_Dataset rows:_
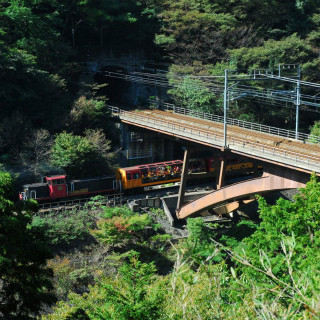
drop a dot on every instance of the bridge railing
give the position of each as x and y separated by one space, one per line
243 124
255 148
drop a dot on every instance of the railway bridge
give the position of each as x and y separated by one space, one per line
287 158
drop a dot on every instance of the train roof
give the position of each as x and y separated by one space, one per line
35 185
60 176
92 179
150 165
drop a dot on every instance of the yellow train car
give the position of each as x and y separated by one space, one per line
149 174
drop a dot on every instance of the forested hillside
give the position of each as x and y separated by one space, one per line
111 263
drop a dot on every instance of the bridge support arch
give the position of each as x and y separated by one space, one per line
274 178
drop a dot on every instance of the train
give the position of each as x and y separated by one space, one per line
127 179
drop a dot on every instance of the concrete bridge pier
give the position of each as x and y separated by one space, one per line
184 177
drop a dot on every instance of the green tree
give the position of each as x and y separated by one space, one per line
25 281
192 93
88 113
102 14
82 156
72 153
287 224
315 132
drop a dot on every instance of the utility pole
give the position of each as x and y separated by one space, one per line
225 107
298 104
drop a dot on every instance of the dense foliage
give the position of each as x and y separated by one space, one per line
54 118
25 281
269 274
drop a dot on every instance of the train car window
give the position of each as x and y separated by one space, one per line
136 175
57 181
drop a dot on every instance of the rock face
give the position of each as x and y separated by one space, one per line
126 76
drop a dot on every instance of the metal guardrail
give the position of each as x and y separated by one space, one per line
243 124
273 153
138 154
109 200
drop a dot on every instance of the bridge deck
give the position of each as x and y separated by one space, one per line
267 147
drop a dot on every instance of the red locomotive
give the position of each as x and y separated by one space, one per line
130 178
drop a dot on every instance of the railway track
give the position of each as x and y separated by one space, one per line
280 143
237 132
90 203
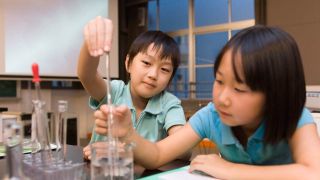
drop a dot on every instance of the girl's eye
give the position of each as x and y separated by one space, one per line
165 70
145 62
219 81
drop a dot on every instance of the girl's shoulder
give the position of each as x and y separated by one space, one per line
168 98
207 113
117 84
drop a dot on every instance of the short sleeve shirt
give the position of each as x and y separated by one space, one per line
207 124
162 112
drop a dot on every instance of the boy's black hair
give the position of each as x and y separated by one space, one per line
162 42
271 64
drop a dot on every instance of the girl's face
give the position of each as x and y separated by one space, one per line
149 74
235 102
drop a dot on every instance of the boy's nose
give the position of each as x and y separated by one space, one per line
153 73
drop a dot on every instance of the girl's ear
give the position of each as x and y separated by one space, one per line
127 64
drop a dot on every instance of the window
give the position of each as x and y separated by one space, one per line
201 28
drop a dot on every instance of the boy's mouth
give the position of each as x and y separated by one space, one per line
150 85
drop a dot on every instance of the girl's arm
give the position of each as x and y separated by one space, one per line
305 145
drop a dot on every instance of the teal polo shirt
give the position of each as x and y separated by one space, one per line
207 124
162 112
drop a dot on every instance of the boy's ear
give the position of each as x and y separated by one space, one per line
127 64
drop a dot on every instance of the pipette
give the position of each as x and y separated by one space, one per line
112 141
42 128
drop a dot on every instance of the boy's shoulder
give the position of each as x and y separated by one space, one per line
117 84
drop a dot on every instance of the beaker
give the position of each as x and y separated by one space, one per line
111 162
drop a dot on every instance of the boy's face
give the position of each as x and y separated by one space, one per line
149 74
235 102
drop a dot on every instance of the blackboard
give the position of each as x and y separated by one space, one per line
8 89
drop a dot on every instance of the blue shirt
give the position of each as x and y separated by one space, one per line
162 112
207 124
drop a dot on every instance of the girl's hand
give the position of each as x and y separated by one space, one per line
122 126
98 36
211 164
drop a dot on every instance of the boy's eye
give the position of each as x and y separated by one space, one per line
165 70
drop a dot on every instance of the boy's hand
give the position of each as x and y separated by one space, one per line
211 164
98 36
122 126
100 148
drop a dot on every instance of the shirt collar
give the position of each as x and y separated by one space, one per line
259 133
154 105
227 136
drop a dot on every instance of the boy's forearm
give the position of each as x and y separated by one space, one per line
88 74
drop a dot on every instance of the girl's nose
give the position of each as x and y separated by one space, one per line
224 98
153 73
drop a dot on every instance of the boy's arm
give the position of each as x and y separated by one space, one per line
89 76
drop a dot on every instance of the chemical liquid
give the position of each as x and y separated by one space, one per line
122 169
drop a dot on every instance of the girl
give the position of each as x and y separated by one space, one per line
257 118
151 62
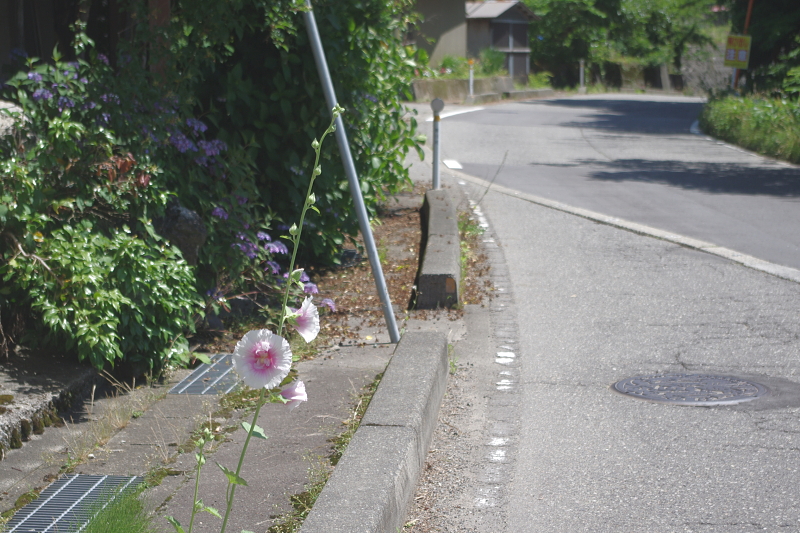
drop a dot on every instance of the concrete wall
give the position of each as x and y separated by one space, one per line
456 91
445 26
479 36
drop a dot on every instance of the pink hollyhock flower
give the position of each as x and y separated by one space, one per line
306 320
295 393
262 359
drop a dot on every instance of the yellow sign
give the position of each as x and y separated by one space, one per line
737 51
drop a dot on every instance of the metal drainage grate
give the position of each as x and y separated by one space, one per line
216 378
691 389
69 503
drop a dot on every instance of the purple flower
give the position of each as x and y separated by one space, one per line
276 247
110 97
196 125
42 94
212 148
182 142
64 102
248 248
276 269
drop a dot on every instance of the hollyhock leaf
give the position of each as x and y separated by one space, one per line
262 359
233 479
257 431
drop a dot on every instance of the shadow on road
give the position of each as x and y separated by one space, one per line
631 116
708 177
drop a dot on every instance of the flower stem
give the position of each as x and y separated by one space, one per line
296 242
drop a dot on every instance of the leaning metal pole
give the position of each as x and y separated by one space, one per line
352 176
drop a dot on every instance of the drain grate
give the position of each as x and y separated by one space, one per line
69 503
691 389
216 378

_The exercise:_ With the pictures left out, transcribe the material exactly.

_Result of the task:_
drop a dot on every instance of the bridge railing
give the position of each as x and y separated by one space, one per line
243 124
255 148
drop a dot on every instance of the railway bridge
give the position of each as x and y separated by one space, one per line
287 158
drop a dot on every instance of the train roof
give the position of each as x and y separated by one space, one per line
35 185
60 176
92 179
150 165
drop a dot on every instance of the yellow train car
give the position of each as x and y separated by one space, one per line
149 174
drop a dot on every instance of the forested hillside
give the position of each as x and y separated by one space, one per line
111 263
drop a dot on every instance of the bridge support arch
give the position of each as x and y separated by one space, one per line
274 178
drop a dot on every instance of the train
give the position of each as x and y separated by one space, one per line
127 179
drop a dot on every instance of the concrete bridge pier
give the position of each as x and y separated by one space, one per line
184 177
drop a dot on every instance of the green tree
give the position of each as x and y separated by one space, one per line
25 281
192 93
88 113
102 14
82 156
72 153
287 224
315 132
drop a dot on every instance of the utility pole
give the position of each as x and y separated by one space, one per line
225 107
298 104
drop a dot on every instance of the dense foliage
give the position of each as x and y separated by one space, one per line
54 118
25 281
269 274
drop a dot on every instance of the train car window
give the position of each as x and y separated by one space, one per line
136 175
57 181
drop a dot on every instance of the rock face
give the position of each as x and y separated by one space, one per line
126 76
drop a dot on every instance of the metal guardrail
give the position of each as x and y separated by one space, one per line
243 124
273 153
138 154
109 200
drop a dot on every instance of the bridge deck
give the position of each as x and y separated by one space, one per line
267 147
drop a dot on every instance of the red locomotive
give the position of each as x and y separated by one space, one per line
130 178
drop a dot on every instance of the railway track
give the position of each as x and y separated by one space, one per line
280 143
237 132
90 203
drop a dot on every instance of the girl's eye
give the position of each as x and y separated by one space, one per line
165 70
145 62
219 81
drop a dot on every instance of the girl's shoulder
give the position of each as x and y separated by one space, one per line
168 98
207 113
117 84
drop a dot on every instance of the short sleeve shirt
give the position of each as x and y separated by one space, one per line
207 124
162 112
drop a dot on every instance of the boy's black hair
give the position of each as x and y separated by one space, one per line
162 42
271 64
drop a dot on every instance of the girl's face
give the position of each as x and y separated by one space, one per line
149 74
235 102
drop a dot on every instance of the boy's nose
give the position of each as x and y separated by one space, one per line
153 73
drop a dot on every instance of the girl's ear
give the position of each as x and y separated by one space, one per line
127 64
drop a dot on every instance of the window
give the position of each as x and y separated by one space, one per line
201 28
drop a dot on every instance of the boy's mouth
give the position of each as x and y separated by one space, one per line
150 85
drop a dot on every instance of the girl's arm
give the position of each as x and y separated by one space, one per line
305 145
drop a dot on every instance of the teal polo shirt
give the position of each as x and y separated by one space, one per line
207 124
162 112
drop a dot on every instance of the boy's ear
give the position of each as x and y separated by one space, one per line
127 64
drop a dot on every instance of the pipette
give the position of each as x and y separated by one space, one per line
112 141
42 128
drop a dot on every instance of the boy's shoulder
give the position of each as x and y separated by one space, one per line
117 84
drop a dot on every instance of the beaker
give the position of each as x and y separated by one space, one per line
111 162
drop a dot on every instance of the boy's face
give the position of each as x and y separated by one space, one per line
149 74
235 102
drop a dot on every instance of the blackboard
give the position of each as x and y separated by one space, one per line
8 89
drop a dot on every instance of the blue shirt
give the position of each as x and y separated by one space, one per line
162 112
207 124
drop a dot on every instance of the girl's hand
give the position of each as x and y separated by one space, one per line
122 126
98 36
211 164
drop a dot on every instance of the boy's eye
give the position of each as x and y separated by one space, one per line
165 70
drop a dot on every instance of the boy's hand
give the position of each as x and y separated by one space, one per line
211 164
98 36
122 126
100 148
drop a dot on every instance of the shirt collar
give the position of each as x and y separated by one space, one per line
259 133
154 105
227 136
drop a dot on every instance of the boy's forearm
give the position of each as x and y separated by one space, one per line
88 74
drop a dot on every instance of the girl's nose
give the position of each as x and y separated by one space, one per line
224 98
153 73
drop a dot on every instance of the boy's arm
give the position of each as x and y separated by one space, one per line
89 76
drop a dot on every instance of the chemical liquid
give the position of each as x and y separated by one space, one per line
122 169
drop a dot on every instance of the girl
give the position of each as x and y separated by one space, one per line
257 118
151 62
drop a dot on every instance of the concrete wall
give the position of each as x and y separated by one space, one per line
456 91
445 26
479 36
drop a dot on every instance of the pink hollyhock flower
give the position of each as x and y separated by one space, one per line
306 320
295 393
262 359
drop a dot on every instance of the yellow sign
give the position of each as x and y separated by one space, one per line
737 51
drop a dot on every instance of the metal drainage grate
give the position of each as x and y separated by one space, one per line
216 378
691 389
69 503
drop a dot on every instance of the purple flower
give the position of each as x and y separated by one space, one per line
276 247
110 97
196 125
42 94
212 148
182 142
64 102
248 248
276 269
drop a dot on every instance of the hollyhock leaf
give the position of each as x and y separated by one space, one per line
262 359
233 479
257 431
drop a dot on every instance of the shadow on road
give the position of each as x and y separated by one space, one per line
631 116
708 177
drop a dot on every instance of the flower stem
give the position of each as x and y separated by one space, one per line
296 242
drop a dot on every instance of the leaning metal pole
give the position of each as x and y separated by one space, one per line
352 176
drop a dot on every instance of the drain grate
give the position of each as x and y separated by one space, one per line
69 503
691 389
216 378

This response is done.